--- start of INPUT ROWS ---

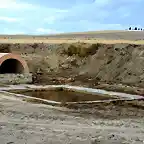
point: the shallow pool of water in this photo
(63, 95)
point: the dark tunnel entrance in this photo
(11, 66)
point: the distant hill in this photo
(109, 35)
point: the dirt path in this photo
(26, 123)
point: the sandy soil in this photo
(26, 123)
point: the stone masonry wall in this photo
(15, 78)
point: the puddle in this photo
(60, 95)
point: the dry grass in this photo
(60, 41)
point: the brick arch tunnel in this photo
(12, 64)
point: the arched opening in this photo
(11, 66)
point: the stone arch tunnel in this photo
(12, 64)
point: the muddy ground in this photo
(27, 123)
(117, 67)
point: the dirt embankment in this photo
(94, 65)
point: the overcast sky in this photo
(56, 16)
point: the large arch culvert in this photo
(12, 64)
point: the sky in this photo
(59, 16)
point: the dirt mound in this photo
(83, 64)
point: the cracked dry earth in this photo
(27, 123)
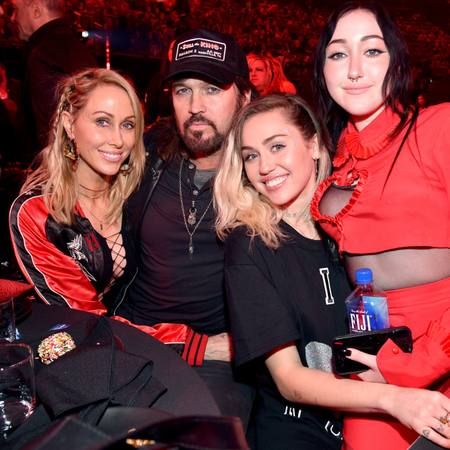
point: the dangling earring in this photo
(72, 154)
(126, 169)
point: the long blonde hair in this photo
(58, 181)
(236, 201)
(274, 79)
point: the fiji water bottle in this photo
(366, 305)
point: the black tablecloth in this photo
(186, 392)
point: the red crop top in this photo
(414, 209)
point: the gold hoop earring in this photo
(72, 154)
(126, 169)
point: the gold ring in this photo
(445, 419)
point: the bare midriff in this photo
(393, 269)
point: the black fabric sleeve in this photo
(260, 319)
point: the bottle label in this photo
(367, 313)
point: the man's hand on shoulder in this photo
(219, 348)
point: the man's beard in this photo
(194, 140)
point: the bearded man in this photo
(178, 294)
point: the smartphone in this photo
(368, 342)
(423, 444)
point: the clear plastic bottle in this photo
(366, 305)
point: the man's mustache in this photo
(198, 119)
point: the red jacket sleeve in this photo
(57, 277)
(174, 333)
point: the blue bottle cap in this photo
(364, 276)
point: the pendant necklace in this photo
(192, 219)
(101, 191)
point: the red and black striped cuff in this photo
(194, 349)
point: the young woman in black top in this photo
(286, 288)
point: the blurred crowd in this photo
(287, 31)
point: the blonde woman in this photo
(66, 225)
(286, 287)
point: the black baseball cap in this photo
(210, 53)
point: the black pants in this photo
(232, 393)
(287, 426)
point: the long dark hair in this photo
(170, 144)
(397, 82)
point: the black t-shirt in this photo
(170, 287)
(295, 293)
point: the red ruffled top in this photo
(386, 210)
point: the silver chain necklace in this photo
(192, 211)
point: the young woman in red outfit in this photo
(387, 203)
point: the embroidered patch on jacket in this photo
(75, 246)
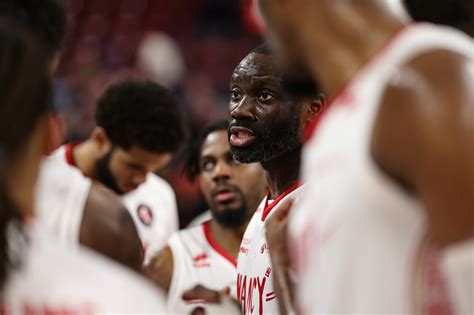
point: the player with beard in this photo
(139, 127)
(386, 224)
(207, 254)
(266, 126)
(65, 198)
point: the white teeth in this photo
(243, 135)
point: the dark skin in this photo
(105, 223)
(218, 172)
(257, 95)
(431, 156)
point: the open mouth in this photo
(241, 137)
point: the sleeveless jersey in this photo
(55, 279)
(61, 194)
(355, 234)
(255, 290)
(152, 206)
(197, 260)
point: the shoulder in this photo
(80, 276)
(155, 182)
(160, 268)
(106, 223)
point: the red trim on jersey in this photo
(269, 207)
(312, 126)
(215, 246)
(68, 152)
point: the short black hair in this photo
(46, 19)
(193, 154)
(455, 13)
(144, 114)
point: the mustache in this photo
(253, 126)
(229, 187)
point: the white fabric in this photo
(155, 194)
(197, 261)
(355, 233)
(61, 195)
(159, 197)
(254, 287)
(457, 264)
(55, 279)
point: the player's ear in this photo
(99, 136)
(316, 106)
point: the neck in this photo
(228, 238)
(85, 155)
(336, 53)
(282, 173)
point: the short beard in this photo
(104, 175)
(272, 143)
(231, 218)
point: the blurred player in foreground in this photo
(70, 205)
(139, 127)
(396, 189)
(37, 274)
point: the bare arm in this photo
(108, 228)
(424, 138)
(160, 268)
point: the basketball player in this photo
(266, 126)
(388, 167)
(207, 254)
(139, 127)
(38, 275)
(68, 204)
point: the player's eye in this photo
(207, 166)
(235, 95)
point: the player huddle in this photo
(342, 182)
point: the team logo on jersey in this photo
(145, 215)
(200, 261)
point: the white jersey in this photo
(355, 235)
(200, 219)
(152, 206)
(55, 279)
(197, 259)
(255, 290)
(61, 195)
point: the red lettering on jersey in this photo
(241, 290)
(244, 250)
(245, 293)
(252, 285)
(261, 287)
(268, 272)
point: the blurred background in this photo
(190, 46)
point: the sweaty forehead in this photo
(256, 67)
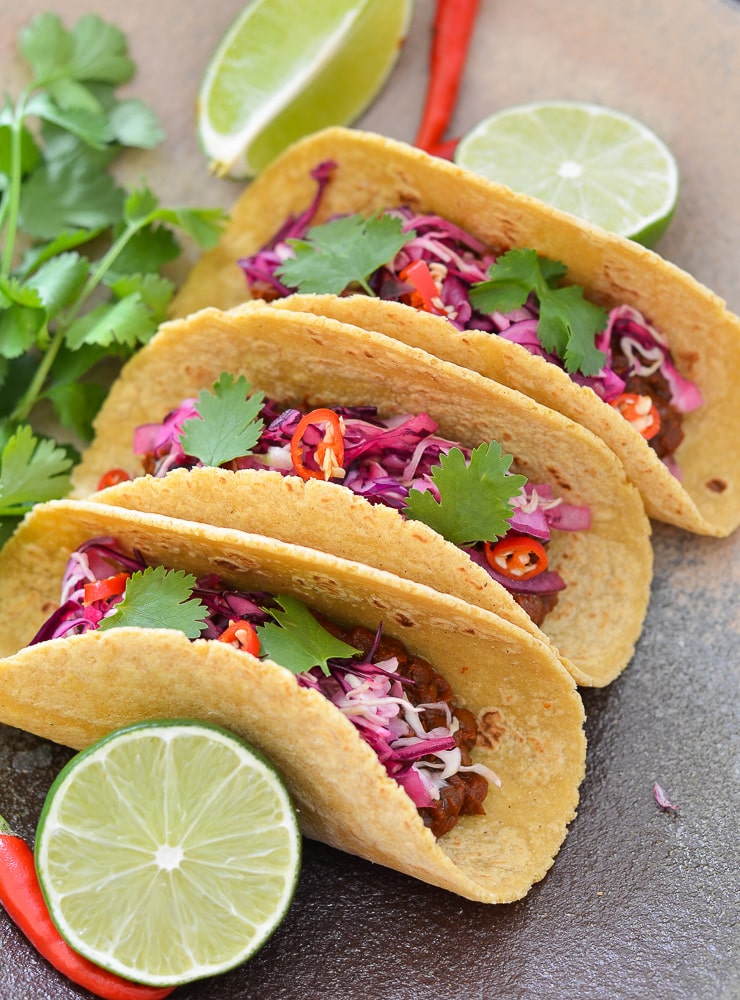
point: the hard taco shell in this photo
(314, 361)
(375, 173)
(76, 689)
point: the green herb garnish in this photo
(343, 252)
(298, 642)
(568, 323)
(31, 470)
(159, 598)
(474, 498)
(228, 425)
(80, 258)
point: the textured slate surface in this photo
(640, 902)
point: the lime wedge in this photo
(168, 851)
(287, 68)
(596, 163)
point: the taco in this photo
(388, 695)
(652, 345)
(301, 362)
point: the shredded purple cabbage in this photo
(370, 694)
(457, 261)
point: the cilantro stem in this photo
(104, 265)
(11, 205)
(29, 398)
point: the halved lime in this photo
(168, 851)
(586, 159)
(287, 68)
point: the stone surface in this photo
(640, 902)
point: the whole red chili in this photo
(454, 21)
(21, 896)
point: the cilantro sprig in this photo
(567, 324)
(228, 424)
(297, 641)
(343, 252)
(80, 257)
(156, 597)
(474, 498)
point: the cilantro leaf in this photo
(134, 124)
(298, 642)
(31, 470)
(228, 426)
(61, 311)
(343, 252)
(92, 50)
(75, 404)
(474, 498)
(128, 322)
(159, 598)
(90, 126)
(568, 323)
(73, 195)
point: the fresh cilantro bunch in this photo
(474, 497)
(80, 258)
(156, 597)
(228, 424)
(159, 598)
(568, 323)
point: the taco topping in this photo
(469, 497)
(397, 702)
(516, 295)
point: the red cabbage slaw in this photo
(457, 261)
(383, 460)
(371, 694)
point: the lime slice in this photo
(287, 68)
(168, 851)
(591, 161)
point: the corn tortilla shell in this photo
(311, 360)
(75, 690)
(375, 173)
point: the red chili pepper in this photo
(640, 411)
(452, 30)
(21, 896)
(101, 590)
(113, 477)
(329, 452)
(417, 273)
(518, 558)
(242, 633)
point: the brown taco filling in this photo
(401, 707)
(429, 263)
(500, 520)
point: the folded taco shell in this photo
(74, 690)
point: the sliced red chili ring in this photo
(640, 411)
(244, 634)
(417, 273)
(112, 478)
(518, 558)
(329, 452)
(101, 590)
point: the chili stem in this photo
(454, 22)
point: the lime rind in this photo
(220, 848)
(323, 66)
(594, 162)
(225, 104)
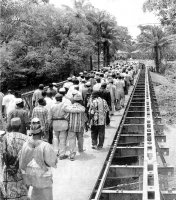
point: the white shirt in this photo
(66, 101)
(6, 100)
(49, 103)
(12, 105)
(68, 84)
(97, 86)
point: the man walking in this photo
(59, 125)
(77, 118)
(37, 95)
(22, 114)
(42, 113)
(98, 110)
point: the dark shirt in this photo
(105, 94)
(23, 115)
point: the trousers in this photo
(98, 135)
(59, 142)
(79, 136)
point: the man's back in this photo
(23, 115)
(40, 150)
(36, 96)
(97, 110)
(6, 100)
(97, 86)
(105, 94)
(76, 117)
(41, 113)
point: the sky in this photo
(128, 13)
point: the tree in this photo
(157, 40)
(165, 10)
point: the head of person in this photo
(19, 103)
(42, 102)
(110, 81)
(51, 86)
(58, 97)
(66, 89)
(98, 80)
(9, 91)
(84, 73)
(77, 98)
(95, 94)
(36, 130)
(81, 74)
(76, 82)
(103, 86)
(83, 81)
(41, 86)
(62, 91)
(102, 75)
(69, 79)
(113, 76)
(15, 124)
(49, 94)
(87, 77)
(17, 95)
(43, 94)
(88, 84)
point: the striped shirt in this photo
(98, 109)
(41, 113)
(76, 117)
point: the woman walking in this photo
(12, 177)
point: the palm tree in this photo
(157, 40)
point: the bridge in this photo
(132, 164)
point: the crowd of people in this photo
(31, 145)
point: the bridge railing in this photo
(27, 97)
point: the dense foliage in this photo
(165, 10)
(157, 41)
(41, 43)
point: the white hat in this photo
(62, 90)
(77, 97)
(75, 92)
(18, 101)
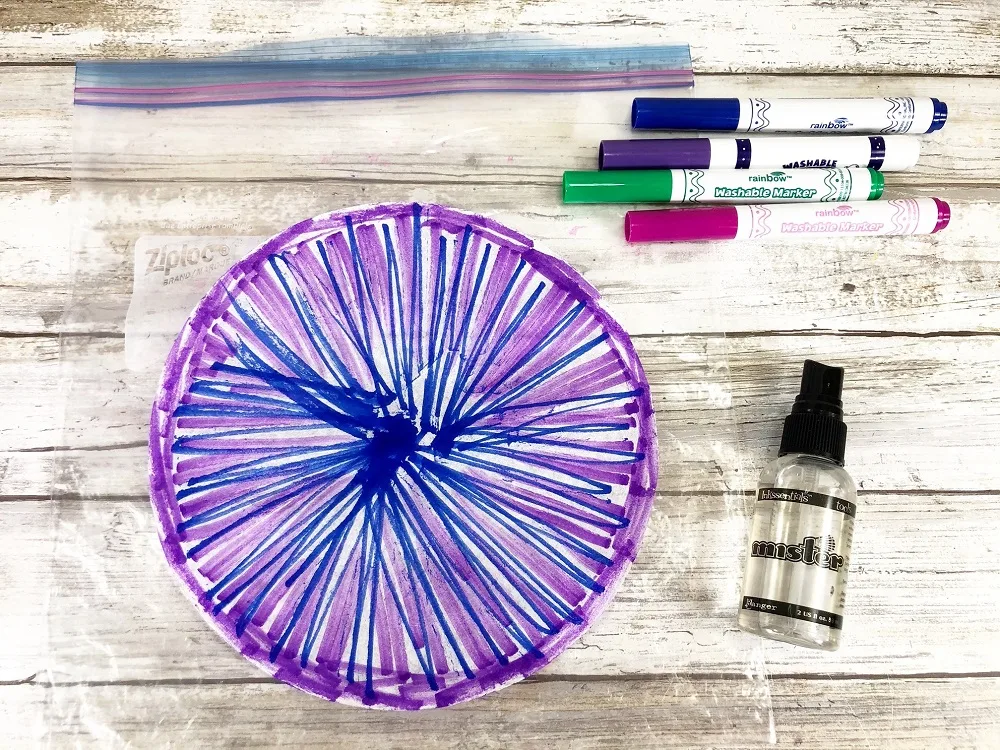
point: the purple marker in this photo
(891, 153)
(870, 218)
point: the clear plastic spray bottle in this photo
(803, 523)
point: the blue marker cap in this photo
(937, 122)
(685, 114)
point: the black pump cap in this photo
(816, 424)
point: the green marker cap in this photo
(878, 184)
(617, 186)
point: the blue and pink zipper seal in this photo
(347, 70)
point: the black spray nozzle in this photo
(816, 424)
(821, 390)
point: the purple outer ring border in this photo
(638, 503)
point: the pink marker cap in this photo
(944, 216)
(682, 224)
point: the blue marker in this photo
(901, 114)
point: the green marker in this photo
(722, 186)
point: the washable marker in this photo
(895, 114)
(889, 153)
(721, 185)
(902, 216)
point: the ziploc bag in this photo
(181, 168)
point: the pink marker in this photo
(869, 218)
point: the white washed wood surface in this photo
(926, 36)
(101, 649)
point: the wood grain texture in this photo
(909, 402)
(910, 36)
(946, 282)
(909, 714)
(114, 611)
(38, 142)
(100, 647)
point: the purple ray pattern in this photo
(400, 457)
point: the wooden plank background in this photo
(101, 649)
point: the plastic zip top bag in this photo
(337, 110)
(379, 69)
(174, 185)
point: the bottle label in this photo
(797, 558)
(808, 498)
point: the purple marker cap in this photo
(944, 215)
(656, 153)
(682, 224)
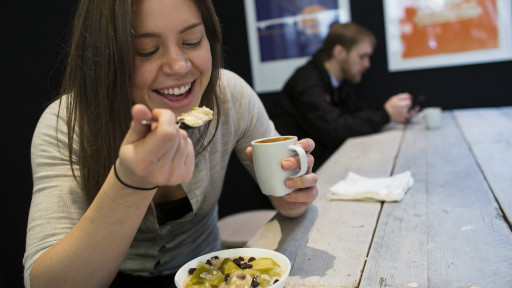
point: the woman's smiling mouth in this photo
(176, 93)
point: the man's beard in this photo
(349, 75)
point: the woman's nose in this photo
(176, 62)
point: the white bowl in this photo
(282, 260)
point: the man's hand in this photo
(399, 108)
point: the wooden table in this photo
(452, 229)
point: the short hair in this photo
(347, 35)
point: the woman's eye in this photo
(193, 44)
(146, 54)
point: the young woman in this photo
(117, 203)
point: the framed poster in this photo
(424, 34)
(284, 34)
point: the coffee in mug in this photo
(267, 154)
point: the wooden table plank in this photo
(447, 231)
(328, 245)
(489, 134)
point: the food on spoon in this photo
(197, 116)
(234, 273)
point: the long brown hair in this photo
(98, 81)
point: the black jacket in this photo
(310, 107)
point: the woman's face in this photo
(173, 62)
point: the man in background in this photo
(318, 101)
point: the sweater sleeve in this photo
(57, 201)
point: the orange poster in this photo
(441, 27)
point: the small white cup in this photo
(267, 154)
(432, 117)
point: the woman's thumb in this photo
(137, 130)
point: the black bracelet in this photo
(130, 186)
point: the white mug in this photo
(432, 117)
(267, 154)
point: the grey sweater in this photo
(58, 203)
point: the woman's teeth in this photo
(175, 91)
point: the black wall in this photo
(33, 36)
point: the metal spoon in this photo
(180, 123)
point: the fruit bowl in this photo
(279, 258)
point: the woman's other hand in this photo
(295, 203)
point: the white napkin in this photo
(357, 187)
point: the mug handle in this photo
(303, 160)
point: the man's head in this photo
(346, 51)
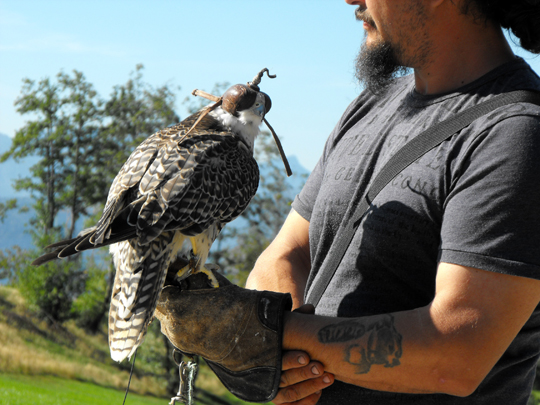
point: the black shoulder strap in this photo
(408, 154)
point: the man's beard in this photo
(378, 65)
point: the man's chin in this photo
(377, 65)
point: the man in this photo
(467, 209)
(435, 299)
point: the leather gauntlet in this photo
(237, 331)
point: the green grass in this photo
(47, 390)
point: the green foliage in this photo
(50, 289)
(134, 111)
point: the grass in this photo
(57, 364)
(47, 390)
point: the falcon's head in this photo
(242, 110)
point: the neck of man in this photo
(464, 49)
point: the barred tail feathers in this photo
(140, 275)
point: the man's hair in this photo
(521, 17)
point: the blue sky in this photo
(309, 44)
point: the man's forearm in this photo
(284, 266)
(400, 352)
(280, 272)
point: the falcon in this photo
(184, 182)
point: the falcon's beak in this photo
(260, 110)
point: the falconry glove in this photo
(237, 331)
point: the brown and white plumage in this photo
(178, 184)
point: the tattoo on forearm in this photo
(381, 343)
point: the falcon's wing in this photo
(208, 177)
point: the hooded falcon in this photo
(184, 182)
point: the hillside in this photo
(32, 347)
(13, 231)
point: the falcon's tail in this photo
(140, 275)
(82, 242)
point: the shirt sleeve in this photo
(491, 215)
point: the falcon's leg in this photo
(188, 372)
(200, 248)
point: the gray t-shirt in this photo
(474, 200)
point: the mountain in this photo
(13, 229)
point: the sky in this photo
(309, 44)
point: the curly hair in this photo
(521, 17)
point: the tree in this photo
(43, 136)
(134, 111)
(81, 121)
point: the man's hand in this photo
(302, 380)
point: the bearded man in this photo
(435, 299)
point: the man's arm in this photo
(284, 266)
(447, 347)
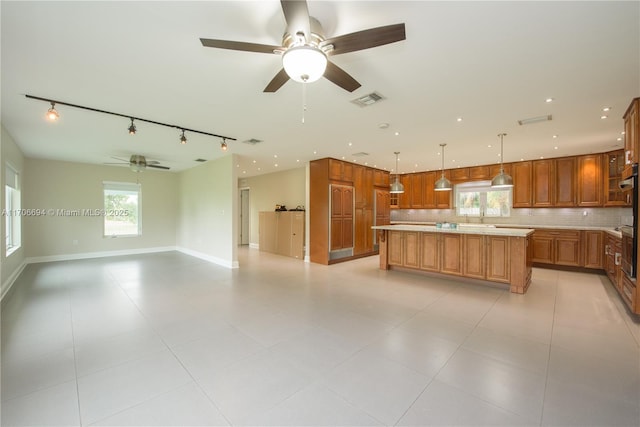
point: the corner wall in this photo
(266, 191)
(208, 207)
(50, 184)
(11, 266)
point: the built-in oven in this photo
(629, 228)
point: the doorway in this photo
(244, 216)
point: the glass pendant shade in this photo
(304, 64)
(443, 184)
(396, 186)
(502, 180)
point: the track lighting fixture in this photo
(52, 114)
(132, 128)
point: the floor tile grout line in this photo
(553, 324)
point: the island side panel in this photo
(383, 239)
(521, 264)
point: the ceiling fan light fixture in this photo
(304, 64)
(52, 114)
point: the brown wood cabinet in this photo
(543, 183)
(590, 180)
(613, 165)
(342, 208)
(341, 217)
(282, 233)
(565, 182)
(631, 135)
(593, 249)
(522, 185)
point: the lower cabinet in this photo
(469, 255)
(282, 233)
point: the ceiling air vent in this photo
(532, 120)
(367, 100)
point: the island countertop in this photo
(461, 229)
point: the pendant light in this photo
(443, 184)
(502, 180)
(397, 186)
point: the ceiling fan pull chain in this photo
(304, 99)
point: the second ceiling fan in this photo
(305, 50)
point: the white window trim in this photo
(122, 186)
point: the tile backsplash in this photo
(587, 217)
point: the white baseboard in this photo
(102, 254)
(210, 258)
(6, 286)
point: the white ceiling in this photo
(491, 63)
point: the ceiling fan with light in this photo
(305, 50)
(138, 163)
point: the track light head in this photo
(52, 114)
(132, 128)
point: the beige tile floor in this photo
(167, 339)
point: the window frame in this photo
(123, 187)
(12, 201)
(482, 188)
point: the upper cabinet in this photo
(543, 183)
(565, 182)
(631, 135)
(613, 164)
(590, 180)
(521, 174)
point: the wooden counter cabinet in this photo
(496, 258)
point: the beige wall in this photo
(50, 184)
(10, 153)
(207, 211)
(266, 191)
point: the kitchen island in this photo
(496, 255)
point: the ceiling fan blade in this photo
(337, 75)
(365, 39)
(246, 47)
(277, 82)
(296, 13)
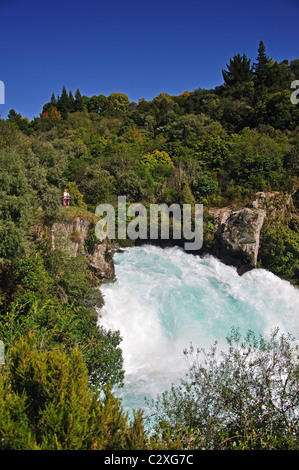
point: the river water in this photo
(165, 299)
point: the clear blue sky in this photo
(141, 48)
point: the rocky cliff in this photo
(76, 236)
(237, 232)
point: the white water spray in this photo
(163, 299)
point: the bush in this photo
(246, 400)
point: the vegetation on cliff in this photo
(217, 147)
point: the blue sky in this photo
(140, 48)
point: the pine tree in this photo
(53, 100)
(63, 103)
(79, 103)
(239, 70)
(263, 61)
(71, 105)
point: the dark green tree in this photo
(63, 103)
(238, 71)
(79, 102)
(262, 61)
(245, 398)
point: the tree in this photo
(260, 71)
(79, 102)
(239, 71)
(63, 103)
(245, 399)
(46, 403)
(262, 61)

--- end of INPUT ROWS ---

◆ **PROBLEM DESCRIPTION**
Could you repeat, exactly and with nothing else, the lines from the one containing "point: the floor" through the last line of the records above, leaving out the pictures?

◆ **RESULT FOR THIS EXERCISE**
point: the floor tile grout line in this photo
(553, 324)
point: the island side panel in this photo
(383, 239)
(521, 264)
point: the ceiling fan light fixture in this photo
(304, 64)
(52, 114)
point: the brown wood cabinet in this photo
(543, 183)
(590, 180)
(613, 165)
(342, 208)
(341, 217)
(282, 233)
(565, 182)
(631, 135)
(593, 249)
(522, 185)
point: the lower cabinet in this photo
(469, 255)
(282, 233)
point: the ceiling air vent in this photo
(532, 120)
(367, 100)
point: the island countertop in this photo
(461, 229)
point: the pendant light in this photo
(443, 184)
(502, 180)
(397, 186)
point: the ceiling fan pull chain in this photo
(304, 99)
point: the second ceiling fan in this photo
(305, 50)
point: the white window trim in this photo
(122, 186)
point: the tile backsplash in this photo
(587, 217)
point: the white baseboard in this photo
(102, 254)
(210, 258)
(6, 286)
point: the white ceiling in this photo
(491, 63)
point: the ceiling fan with light in this photo
(305, 50)
(138, 163)
point: the track light head in this photo
(52, 114)
(132, 128)
point: the beige tile floor in this photo
(167, 339)
point: the window frame in this photo
(123, 187)
(12, 201)
(482, 188)
point: the upper cabinet in this photo
(543, 183)
(565, 182)
(631, 135)
(613, 164)
(590, 180)
(521, 174)
point: the wooden counter cabinet in this photo
(496, 258)
point: the beige wall in this photo
(50, 184)
(10, 153)
(207, 211)
(266, 191)
point: the kitchen island in this photo
(496, 255)
point: the ceiling fan blade in this photo
(337, 75)
(365, 39)
(246, 47)
(277, 82)
(296, 13)
point: the river water in this photo
(165, 299)
point: the clear blue sky in this photo
(141, 48)
point: the rocky cliff in this photo
(76, 236)
(237, 232)
point: the white water spray in this photo
(163, 299)
point: the bush in this photo
(246, 400)
point: the vegetation on cliff in this photo
(217, 147)
point: the blue sky in this photo
(140, 48)
point: the pine tree in this photo
(53, 100)
(63, 103)
(79, 103)
(239, 70)
(263, 61)
(71, 105)
point: the dark green tree in this photo
(63, 103)
(238, 71)
(79, 102)
(262, 61)
(245, 398)
point: the tree in this photo
(260, 71)
(79, 102)
(239, 71)
(63, 103)
(245, 399)
(46, 403)
(262, 61)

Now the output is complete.